--- START OF Passage to read ---
Homework 4

Problem 4.4

(a) The point estimates for the average and medians are the sample mean and median, respectively. Therefore, the point estimates for average and meadian are \(\boxed{171.1}\) and \(\boxed{170.3}\), respectively.

(b) The point estimate for the standard deviation is the sample standard deviation, which is \(\boxed{9.4}\). The IQR is the difference between Q3 and Q1:

\(\text{IQR} = \text{Q}_{3} - \text{Q}_{1} = 177.8 - 163.8 = \boxed{14.0}\)

(c) For this problem, I calculated the Z-score for 180 and 155 cm:

\(Z = \frac{x - \mu}{\sigma} = \frac{180 - 171.1}{9.4} = \boxed{0.947}\)

\(Z = \frac{x - \mu}{\sigma} = \frac{155 - 171.1}{9.4} = \boxed{-1.713}\)

zscore <- vector()
heights <- c(180,155)
mean <- 171.1
sd <- 9.4
for (i in 1:length(heights)) {
  zscore[i] = (heights[i]-mean)/sd
}
zscore

[1]  0.9468085 -1.7127660

Both of these heights have z-scores that are within 2 standard deviations of this mean. From this, we can say that these heights are not abnormal.

(d) I would expect them to be different than the previous study, but for them to be somewhat close. These are simply estimates of the population, so a different sample of people could provide different results.

(e) The variability is measured by the standard error. The equation and answer are shown below:

\(SE = \frac{s}{\sqrt{n}} = \frac{9.4}{\sqrt{507}} = \boxed{0.417}\)

SE <- 9.4/sqrt(507)
SE

[1] 0.4174687

Problem 4.14

(a) FALSE. We are 100% confident that the average spending for these 436 Americans is in this interval. We are 95% confident that the population’s spending is in between this interval.

(b) FALSE. Since our sample size is greater than 30 and only slightly skewed, we can say that the distribution is normal.

(c) FALSE. The confidence interval is for the population mean.

(d) TRUE.

(e) TRUE.
--- END OF Passage to read ---
--- START OF Records provided ---
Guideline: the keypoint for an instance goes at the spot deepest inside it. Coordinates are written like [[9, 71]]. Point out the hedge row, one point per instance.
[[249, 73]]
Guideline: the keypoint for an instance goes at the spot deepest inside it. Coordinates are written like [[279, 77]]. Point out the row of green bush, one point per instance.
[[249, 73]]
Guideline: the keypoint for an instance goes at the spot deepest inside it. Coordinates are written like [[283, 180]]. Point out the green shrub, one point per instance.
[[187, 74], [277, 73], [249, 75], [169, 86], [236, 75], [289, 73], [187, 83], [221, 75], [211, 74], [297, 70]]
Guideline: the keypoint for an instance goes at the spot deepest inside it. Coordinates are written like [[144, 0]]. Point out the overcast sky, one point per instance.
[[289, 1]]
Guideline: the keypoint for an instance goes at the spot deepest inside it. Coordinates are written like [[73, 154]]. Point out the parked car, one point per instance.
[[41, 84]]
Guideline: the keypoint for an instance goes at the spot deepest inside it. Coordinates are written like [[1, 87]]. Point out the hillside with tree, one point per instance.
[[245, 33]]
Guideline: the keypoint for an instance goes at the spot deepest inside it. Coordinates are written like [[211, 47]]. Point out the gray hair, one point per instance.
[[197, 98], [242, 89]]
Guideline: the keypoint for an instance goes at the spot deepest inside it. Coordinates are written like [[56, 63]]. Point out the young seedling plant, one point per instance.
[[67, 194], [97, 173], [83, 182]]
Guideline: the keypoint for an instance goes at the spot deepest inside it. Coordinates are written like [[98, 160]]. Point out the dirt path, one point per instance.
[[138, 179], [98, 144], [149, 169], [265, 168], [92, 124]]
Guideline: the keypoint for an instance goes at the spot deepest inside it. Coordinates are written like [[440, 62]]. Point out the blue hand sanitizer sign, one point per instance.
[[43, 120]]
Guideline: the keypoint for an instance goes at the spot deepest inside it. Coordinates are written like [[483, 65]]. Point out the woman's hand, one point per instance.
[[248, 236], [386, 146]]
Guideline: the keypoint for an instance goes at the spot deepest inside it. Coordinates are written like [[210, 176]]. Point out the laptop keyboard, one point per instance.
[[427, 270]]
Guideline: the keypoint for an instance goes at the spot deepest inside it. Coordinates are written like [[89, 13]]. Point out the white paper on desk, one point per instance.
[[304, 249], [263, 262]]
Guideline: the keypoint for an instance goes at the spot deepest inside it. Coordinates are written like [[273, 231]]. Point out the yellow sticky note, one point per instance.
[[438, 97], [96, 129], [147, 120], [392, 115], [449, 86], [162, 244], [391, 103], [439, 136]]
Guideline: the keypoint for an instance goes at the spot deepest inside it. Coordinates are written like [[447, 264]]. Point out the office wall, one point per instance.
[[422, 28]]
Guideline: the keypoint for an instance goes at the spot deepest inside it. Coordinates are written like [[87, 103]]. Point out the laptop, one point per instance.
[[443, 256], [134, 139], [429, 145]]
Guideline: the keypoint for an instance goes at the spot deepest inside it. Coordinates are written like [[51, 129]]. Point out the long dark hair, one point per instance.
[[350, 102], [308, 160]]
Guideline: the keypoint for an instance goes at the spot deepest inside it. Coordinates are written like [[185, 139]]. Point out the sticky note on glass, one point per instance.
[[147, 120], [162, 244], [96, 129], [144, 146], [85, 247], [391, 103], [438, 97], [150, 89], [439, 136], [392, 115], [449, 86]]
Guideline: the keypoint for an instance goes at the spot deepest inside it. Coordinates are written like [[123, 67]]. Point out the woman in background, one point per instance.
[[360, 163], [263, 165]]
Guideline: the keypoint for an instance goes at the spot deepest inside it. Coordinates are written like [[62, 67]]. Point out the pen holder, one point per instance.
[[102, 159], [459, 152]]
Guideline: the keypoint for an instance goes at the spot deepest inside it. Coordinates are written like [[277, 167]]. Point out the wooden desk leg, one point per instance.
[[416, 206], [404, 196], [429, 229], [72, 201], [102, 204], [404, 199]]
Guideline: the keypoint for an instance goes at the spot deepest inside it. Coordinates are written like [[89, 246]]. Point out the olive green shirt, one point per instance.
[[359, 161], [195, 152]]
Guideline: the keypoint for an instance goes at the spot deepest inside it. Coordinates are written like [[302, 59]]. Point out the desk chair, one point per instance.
--- END OF Records provided ---
Copy the homework from "(b) The point" to "zscore <- vector()", inclusive, swapping "IQR" for "interquartile range".

» Task result
(b) The point estimate for the standard deviation is the sample standard deviation, which is \(\boxed{9.4}\). The interquartile range is the difference between Q3 and Q1:

\(\text{interquartile range} = \text{Q}_{3} - \text{Q}_{1} = 177.8 - 163.8 = \boxed{14.0}\)

(c) For this problem, I calculated the Z-score for 180 and 155 cm:

\(Z = \frac{x - \mu}{\sigma} = \frac{180 - 171.1}{9.4} = \boxed{0.947}\)

\(Z = \frac{x - \mu}{\sigma} = \frac{155 - 171.1}{9.4} = \boxed{-1.713}\)

zscore <- vector()